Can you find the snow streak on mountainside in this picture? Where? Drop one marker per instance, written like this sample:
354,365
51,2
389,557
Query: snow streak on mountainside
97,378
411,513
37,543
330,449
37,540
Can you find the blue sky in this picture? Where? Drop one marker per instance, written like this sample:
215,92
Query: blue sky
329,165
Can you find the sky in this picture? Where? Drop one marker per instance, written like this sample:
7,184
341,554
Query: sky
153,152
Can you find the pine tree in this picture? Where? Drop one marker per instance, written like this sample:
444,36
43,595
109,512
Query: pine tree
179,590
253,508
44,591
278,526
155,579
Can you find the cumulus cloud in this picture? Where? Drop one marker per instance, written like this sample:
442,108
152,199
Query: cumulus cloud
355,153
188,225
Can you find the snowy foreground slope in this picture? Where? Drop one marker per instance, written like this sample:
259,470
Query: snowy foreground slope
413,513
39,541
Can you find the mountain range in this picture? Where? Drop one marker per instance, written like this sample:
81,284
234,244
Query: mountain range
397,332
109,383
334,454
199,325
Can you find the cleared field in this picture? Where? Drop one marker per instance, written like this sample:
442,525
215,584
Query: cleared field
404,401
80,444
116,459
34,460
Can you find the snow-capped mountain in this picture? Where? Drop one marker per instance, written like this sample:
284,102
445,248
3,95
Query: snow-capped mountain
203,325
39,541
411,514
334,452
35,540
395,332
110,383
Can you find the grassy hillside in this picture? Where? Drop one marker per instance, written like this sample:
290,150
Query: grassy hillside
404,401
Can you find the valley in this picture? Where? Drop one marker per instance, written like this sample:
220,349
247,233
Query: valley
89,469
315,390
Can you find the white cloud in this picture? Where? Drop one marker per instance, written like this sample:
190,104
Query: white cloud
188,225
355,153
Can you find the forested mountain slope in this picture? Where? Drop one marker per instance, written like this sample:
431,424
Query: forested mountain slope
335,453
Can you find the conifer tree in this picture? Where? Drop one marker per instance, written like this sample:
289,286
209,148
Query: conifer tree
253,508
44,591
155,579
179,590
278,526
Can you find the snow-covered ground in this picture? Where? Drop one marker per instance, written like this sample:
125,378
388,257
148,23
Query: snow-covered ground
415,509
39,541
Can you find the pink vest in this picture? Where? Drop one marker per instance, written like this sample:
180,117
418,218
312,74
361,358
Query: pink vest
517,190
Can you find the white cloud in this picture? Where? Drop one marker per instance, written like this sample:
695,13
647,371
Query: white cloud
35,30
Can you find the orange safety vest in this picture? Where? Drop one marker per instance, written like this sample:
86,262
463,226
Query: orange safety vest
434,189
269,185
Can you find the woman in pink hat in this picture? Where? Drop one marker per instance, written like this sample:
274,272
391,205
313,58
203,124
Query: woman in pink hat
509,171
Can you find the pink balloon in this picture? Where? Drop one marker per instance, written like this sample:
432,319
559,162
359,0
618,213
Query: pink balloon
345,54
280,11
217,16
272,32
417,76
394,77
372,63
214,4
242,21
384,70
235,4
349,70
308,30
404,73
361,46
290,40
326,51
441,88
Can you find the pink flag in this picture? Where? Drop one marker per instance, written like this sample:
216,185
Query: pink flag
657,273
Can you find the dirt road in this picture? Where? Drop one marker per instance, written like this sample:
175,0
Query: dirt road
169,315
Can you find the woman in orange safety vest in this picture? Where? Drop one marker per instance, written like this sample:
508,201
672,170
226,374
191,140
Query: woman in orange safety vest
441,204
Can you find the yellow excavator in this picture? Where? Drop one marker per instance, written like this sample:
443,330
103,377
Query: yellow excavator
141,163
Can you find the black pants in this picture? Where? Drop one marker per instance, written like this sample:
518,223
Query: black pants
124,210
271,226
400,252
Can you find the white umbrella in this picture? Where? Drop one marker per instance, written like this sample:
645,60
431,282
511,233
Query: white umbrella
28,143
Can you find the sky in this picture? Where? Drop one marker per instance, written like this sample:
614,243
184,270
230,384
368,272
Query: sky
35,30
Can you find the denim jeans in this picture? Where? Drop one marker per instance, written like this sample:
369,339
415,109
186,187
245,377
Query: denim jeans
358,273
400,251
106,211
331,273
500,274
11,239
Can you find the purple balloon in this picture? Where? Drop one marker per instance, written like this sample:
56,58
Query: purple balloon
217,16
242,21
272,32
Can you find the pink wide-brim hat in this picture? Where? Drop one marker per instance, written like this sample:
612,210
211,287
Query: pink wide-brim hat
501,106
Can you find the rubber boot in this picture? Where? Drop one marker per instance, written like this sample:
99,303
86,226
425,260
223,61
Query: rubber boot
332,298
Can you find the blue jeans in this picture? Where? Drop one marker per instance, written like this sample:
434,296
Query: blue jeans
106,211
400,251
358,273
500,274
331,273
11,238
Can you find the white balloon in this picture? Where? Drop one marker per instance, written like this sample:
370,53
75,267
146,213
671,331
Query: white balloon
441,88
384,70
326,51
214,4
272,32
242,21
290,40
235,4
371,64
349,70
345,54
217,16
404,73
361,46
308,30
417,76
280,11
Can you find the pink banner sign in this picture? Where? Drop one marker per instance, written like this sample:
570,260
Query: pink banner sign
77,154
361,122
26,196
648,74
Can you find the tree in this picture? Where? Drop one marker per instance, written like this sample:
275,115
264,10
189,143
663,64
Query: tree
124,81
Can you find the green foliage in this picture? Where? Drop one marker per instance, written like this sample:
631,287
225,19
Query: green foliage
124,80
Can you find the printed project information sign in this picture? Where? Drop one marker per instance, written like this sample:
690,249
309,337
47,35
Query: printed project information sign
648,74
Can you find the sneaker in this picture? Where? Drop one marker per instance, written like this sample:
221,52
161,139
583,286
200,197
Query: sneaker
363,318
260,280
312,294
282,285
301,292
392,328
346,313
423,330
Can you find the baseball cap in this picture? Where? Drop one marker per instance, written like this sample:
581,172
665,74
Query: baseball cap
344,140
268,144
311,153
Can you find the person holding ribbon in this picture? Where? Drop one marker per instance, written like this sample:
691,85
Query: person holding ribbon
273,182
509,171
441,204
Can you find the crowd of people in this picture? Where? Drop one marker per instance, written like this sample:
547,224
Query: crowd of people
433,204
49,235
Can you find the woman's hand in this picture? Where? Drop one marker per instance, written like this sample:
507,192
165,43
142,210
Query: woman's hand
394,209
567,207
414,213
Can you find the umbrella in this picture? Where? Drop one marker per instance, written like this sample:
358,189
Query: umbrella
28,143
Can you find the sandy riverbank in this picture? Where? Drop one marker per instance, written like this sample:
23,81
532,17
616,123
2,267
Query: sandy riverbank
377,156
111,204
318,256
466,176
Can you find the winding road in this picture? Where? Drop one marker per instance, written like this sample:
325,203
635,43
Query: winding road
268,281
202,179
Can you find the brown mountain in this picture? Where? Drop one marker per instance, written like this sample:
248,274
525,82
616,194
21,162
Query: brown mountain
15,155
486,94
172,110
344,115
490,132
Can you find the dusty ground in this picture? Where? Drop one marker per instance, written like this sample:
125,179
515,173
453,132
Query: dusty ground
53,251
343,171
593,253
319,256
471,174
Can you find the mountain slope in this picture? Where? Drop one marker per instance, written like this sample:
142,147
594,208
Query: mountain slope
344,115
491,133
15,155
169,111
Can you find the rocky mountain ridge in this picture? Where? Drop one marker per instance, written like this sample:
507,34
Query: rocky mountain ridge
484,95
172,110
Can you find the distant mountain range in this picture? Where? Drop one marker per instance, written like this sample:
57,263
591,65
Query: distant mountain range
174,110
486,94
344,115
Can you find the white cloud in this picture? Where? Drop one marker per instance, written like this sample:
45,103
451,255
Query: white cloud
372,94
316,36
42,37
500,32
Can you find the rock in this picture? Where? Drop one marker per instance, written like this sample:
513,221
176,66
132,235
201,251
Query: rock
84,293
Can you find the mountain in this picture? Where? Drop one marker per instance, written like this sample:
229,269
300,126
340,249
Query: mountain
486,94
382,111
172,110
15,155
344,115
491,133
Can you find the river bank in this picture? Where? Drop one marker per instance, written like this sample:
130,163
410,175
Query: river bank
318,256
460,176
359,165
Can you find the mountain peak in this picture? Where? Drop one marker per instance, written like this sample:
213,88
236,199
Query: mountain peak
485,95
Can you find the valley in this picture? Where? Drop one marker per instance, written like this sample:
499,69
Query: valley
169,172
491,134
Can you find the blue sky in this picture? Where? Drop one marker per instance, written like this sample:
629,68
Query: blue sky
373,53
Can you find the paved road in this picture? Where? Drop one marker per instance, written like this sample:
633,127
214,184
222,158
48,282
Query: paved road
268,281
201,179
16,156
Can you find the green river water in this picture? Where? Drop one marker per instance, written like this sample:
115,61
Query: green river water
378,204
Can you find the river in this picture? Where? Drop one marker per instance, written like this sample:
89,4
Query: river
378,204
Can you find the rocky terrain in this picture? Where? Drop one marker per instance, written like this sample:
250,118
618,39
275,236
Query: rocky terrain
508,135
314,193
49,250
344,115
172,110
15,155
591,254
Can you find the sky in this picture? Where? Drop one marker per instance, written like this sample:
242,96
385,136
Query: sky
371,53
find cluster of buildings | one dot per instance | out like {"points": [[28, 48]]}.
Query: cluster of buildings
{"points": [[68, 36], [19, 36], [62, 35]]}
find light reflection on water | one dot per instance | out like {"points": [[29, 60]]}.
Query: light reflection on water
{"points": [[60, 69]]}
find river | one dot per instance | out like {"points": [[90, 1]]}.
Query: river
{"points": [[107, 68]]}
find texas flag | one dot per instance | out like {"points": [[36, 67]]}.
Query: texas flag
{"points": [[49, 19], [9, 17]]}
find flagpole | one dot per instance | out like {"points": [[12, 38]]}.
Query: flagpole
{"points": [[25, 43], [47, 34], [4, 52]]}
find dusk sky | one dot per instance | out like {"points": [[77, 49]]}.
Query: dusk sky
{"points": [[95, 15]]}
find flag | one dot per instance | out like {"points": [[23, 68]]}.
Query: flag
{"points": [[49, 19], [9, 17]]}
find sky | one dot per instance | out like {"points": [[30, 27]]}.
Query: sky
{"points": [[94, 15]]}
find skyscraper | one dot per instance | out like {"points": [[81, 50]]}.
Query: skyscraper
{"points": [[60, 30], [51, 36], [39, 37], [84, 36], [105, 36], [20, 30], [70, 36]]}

#### Requirements:
Extract, verbatim, the lines from the one containing "find river |" through the last line of the listing above.

#### Output below:
find river | one dot per instance | out like {"points": [[90, 1]]}.
Query: river
{"points": [[107, 68]]}
find texas flag | one dot per instance | out like {"points": [[36, 67]]}.
Query: texas flag
{"points": [[49, 19], [9, 17]]}
find flagpole | one dot per instance | out like {"points": [[12, 38]]}.
Query: flagpole
{"points": [[25, 43], [47, 34], [4, 52]]}
find dusk sky | one dot per instance | out like {"points": [[77, 49]]}.
Query: dusk sky
{"points": [[95, 15]]}
find flag | one dot per instance | out like {"points": [[23, 68]]}.
Query: flag
{"points": [[49, 19], [9, 17]]}
find sky | one dot per instance | out like {"points": [[30, 27]]}.
Query: sky
{"points": [[94, 15]]}
find skyscraper | one dot per instance | out like {"points": [[81, 50]]}.
Query: skyscraper
{"points": [[60, 30], [51, 36], [39, 37], [84, 36], [105, 36], [20, 30], [70, 36]]}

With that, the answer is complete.